[What needs to be done] Quote the part of the material that opens with the line containing "Kindly outline every instance of the tall" and closes with the line containing "M 255 108 L", repeating each line exactly.

[Listed entries]

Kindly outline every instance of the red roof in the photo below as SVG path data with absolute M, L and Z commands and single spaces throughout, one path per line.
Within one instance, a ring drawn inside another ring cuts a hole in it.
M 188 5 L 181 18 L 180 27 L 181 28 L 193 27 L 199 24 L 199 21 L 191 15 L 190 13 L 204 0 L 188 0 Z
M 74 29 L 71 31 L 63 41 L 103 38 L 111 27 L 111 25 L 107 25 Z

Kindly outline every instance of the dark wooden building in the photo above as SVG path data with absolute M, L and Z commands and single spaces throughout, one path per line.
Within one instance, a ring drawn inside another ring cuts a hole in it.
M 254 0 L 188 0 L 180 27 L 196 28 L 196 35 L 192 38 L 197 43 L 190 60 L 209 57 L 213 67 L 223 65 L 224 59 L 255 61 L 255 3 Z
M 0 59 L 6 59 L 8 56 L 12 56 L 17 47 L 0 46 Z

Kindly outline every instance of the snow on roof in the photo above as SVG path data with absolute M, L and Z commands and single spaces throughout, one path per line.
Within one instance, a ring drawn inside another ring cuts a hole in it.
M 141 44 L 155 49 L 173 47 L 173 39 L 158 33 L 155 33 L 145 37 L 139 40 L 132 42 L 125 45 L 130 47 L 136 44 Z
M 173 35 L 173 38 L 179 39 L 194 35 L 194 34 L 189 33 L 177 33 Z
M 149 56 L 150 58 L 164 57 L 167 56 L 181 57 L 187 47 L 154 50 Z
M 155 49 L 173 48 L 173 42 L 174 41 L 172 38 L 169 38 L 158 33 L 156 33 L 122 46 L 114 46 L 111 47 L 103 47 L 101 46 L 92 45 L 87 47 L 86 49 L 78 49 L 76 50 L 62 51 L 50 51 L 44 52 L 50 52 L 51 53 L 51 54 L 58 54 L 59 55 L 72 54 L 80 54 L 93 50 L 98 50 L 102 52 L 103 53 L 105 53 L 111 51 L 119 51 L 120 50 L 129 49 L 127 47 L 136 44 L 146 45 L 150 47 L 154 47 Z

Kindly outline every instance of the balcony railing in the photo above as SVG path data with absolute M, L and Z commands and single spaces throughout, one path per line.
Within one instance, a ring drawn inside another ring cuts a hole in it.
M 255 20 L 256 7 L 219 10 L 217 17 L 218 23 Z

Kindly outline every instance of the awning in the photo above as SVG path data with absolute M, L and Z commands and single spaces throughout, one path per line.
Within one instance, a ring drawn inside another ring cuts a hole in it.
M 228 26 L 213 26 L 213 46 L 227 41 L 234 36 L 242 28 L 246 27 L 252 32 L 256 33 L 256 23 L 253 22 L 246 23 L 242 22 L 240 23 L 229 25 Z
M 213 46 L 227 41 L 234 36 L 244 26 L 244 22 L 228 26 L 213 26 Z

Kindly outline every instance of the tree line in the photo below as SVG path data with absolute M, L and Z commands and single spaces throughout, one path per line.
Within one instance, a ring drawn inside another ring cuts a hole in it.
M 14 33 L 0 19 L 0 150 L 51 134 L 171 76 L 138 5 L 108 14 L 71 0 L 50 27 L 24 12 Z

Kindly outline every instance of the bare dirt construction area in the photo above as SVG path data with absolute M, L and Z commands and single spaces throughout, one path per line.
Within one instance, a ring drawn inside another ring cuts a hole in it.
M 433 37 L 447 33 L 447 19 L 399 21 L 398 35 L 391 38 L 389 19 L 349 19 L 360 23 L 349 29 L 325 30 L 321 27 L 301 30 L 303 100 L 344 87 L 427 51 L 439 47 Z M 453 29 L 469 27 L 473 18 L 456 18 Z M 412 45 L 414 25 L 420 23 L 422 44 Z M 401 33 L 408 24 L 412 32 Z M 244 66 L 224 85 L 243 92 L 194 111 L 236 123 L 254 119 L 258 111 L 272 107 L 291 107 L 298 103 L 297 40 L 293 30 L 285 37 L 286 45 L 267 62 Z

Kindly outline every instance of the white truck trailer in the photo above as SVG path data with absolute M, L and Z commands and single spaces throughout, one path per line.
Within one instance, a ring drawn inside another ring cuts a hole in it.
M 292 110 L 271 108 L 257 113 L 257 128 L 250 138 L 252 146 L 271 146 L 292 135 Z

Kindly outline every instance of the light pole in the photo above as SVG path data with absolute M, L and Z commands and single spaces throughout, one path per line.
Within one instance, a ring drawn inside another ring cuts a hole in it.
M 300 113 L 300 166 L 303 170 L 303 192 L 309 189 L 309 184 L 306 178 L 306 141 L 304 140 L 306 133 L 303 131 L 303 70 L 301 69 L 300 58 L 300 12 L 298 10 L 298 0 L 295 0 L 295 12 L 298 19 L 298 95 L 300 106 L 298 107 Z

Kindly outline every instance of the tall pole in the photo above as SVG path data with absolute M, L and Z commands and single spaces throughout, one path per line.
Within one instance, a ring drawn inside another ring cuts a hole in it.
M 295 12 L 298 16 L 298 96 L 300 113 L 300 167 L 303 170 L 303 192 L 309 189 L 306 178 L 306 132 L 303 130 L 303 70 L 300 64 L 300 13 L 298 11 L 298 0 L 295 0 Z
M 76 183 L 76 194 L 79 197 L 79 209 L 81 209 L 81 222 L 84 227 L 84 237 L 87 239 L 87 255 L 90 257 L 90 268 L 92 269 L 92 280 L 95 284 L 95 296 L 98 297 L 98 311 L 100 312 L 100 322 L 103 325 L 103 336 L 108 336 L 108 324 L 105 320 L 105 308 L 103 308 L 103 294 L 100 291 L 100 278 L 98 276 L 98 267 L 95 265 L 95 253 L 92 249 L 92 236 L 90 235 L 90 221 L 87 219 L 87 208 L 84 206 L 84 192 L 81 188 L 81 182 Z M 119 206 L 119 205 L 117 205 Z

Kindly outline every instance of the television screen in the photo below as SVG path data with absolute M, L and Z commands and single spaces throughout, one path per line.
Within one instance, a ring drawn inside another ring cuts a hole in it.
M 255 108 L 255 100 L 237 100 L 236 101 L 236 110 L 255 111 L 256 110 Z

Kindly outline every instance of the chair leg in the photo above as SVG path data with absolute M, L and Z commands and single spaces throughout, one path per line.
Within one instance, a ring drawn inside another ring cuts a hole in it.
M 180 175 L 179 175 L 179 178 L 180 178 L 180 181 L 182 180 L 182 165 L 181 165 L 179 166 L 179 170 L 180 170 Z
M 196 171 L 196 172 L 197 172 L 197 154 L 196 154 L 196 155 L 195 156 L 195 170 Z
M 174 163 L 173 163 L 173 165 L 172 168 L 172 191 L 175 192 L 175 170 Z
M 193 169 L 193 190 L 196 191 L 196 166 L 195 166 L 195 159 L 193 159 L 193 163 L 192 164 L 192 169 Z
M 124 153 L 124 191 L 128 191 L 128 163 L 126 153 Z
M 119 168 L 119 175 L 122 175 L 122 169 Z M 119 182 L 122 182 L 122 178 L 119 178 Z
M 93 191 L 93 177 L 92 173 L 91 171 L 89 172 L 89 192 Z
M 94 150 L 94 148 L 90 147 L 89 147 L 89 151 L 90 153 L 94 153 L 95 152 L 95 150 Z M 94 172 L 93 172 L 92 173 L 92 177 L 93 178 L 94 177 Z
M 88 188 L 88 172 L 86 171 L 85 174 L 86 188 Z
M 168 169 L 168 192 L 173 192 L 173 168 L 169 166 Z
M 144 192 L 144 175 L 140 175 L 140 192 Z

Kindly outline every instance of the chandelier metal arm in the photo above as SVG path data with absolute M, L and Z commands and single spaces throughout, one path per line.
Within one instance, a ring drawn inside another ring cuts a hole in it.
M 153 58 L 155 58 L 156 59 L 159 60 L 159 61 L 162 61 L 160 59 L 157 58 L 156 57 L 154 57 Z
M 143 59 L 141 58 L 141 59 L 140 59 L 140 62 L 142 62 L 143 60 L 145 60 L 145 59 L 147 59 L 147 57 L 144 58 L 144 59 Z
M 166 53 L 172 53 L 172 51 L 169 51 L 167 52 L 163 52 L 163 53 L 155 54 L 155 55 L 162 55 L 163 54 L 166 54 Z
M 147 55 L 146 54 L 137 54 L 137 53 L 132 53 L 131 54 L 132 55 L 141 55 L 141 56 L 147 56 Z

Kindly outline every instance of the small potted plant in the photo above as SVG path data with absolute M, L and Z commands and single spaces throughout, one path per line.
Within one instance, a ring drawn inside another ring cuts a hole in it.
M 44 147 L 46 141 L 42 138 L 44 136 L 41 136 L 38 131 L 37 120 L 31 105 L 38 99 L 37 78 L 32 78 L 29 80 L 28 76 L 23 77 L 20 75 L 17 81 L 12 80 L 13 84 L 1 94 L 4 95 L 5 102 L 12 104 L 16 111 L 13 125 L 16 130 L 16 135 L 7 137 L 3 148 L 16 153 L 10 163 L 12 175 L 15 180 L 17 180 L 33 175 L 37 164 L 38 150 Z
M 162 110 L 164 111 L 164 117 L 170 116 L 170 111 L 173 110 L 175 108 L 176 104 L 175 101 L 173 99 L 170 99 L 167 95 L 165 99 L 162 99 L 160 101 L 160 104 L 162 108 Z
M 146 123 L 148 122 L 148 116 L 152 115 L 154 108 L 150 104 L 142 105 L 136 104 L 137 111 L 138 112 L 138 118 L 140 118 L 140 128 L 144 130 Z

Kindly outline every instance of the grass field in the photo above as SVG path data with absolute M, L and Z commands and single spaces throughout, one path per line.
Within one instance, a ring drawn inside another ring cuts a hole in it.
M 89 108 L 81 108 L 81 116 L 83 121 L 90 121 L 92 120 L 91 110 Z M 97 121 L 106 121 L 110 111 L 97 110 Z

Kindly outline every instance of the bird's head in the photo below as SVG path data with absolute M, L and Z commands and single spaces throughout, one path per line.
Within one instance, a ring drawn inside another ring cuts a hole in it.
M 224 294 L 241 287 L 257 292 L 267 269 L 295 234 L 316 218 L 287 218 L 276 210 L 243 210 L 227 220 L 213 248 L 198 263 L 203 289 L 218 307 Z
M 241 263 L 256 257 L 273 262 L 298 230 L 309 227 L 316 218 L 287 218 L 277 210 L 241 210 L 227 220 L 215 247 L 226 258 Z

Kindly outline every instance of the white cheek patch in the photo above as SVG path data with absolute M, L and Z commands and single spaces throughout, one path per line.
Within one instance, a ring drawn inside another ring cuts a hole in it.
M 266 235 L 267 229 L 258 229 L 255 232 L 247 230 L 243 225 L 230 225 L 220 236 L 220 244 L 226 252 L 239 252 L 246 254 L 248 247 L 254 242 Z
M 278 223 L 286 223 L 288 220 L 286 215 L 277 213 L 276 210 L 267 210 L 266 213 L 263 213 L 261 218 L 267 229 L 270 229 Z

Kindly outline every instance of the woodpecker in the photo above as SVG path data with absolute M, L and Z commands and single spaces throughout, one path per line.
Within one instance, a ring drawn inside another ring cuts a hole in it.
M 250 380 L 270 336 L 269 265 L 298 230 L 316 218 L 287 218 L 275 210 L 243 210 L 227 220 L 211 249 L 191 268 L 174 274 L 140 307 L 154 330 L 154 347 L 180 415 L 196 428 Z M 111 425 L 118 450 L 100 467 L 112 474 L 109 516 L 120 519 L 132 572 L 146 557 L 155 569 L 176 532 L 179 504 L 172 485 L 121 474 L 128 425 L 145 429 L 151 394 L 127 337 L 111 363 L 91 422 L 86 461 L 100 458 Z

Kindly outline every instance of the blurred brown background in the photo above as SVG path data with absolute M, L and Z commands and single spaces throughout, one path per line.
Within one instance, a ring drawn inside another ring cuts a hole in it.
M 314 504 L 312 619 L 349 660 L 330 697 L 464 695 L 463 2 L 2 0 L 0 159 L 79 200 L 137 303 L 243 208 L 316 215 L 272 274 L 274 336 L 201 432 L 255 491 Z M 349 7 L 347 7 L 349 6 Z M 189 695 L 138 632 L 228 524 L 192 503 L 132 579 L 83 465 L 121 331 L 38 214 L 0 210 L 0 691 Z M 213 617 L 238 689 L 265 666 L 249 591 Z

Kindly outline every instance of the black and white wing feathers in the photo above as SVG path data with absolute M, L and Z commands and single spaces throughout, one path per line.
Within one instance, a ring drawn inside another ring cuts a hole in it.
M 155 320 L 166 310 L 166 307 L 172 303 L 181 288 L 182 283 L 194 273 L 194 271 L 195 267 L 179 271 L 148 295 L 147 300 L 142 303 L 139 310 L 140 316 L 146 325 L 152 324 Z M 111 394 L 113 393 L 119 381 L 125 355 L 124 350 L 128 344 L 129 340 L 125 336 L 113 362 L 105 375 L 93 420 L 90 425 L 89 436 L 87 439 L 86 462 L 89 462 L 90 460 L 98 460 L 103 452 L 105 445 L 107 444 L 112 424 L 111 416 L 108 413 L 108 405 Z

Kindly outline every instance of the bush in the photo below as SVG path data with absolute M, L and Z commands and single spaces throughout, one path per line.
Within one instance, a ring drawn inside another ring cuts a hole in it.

[Task response]
Kindly outline every instance of the tall pole in the photo above as SVG path data with absolute M, L and Z commands and single spaces throughout, one path per line.
Within one instance, a ring drawn inside another ring cuts a hole in it.
M 295 12 L 298 16 L 298 96 L 300 113 L 300 167 L 303 170 L 303 192 L 309 189 L 306 178 L 306 132 L 303 130 L 303 70 L 300 64 L 300 13 L 298 11 L 298 0 L 295 0 Z
M 76 183 L 76 194 L 79 197 L 79 209 L 81 209 L 81 222 L 84 227 L 84 237 L 87 239 L 87 255 L 90 257 L 90 268 L 92 269 L 92 280 L 95 284 L 95 296 L 98 297 L 98 311 L 100 312 L 100 322 L 103 325 L 103 336 L 108 336 L 108 324 L 105 320 L 105 308 L 103 308 L 103 294 L 100 291 L 100 278 L 98 276 L 98 267 L 95 265 L 95 253 L 92 249 L 92 236 L 90 235 L 90 221 L 87 219 L 87 208 L 84 206 L 84 192 L 81 188 L 81 182 Z M 119 206 L 119 205 L 117 205 Z

Kindly outline every instance of the television screen in the photo below as SVG path data with absolute M, L and Z commands and single spaces throughout, one path per line.
Within one instance, a ring drawn inside another ring cuts a hole in it.
M 255 108 L 255 100 L 237 100 L 236 101 L 236 110 L 255 111 L 256 110 Z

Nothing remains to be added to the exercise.